» CONSEGNA
Stabilisci se ciascuna affermazione concorda con il testo sul Vajont, rispondendo sì o no e riportando tra virgolette le parole decisive del testo.
1. Il progetto ha coinvolto 150 teatri, teatrini, sale e auditorium.
2. Chi scrive fu allieva di Marco Paolini e Gabriele Vacis all'inizio degli anni ottanta.
3. Il monologo sul Vajont di Marco Paolini aveva debuttato circa trent'anni prima del racconto collettivo.

» TESTO DI LETTURA
L’ordine di grandezza Pensieri su Vajonts23
Così è stato fatto: 150 teatri, teatrini, sale e auditorium di tutt’Italia, da sud a nord, hanno raccontato all’unisono la storia del più grande disastro innaturale dei nostri tempi, a sessant’anni dall’evento.
Ed è stato fatto anche così: 150 gruppi di artisti hanno trasformato lo storico monologo sul Vajont di Marco Paolini, trent’anni circa dopo il suo debutto, in un racconto collettivo, in un coro di cori, aperto, accogliente e liberamente interpretato.
Sono due fatti che richiedono riflessioni distinte perché appartengono a due diversi ordini di grandezza del senso di questo progetto.
Il primo
Nel mio percorso d’artista ho incontrato la storia del Vajont da vicino quando fui, a metà degli anni novanta, una appassionata allieva di Marco Paolini e Gabriele Vacis. Fui portata da eventi che non racconto a rileggere alcune delle fonti documentarie da cui Marco e Gabriele avevano attinto, le testimonianze dei sopravvissuti, le dichiarazioni dei geologi e degli ingenieri, a ripercorrere le strade di Erto, Casso e Longarone e poi a scoprire la vita e gli scritti di Tina Merlin. Era la metà degli anni novanta, non avevo ancora il telefonino, non esisteva google, e nei teatri italiani arrivava il teatro di narrazione e il teatro civile. La vicenda della costruzione della diga più alta del mondo conclusa con il disastro della frana ci pareva, nella sua immensa tragicità un monito impossibile da scordare, un errore che mai si sarebbe potuto ripetere. Avevo 26 anni e una forma biologica, ormonale, radicale di speranza nel cuore e di fiducia nel futuro. Nelle sale dei teatri ascoltando Paolini, eravamo lì a fare della memoria uno strumento di giustizia, a ricordare i morti per onorare i vivi, perché fosse più determinata la cura e la tutela della vita di fronte al profitto, all’avidità, al potere.

[Dati di riferimento basati su immagini]
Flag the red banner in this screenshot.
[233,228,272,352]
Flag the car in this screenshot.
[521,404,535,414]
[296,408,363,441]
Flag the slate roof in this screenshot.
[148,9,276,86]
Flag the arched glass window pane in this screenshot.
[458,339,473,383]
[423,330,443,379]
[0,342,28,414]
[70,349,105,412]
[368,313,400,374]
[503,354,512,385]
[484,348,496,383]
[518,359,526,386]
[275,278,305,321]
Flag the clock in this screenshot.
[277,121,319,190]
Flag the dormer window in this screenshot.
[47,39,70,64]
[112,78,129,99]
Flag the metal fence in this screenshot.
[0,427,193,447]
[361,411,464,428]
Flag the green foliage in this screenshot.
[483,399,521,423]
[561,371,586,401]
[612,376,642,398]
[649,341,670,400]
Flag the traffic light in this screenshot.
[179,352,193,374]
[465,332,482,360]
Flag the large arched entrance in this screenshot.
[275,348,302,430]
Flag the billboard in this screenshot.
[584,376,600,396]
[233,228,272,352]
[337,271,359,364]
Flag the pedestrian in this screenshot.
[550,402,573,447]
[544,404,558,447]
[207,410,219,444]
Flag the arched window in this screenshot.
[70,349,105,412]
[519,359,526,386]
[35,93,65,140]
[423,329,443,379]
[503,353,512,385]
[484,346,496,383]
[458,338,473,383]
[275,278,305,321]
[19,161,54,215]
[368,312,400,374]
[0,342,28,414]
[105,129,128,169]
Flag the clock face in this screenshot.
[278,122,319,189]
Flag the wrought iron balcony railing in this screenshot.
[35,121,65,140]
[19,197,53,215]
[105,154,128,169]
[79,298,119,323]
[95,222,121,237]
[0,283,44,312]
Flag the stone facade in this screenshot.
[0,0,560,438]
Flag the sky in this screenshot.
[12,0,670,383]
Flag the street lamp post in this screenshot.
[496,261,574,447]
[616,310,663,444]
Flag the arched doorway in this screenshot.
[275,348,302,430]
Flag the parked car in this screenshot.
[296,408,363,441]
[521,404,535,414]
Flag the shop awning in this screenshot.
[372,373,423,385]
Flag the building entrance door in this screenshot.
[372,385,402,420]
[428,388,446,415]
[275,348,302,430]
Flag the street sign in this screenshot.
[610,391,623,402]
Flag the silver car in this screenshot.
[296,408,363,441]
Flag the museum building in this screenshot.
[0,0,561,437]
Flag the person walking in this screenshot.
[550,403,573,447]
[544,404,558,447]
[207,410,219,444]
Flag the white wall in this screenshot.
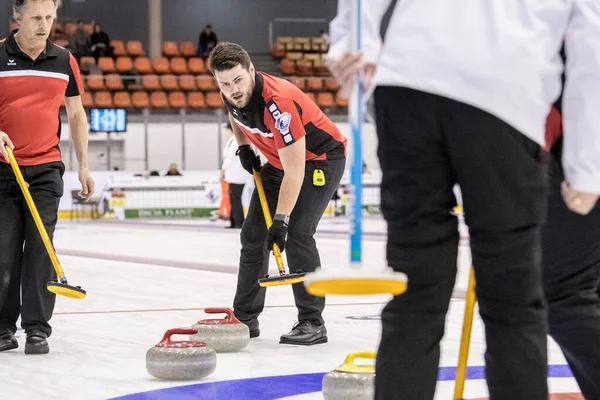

» SPAZIO RISPOSTA
1. Sì: «150 teatri, teatrini, sale e auditorium di tutt’Italia»
2. No: «a metà degli anni novanta, una appassionata allieva di Marco Paolini e Gabriele Vacis»
3. Sì: «trent’anni circa dopo il suo debutto»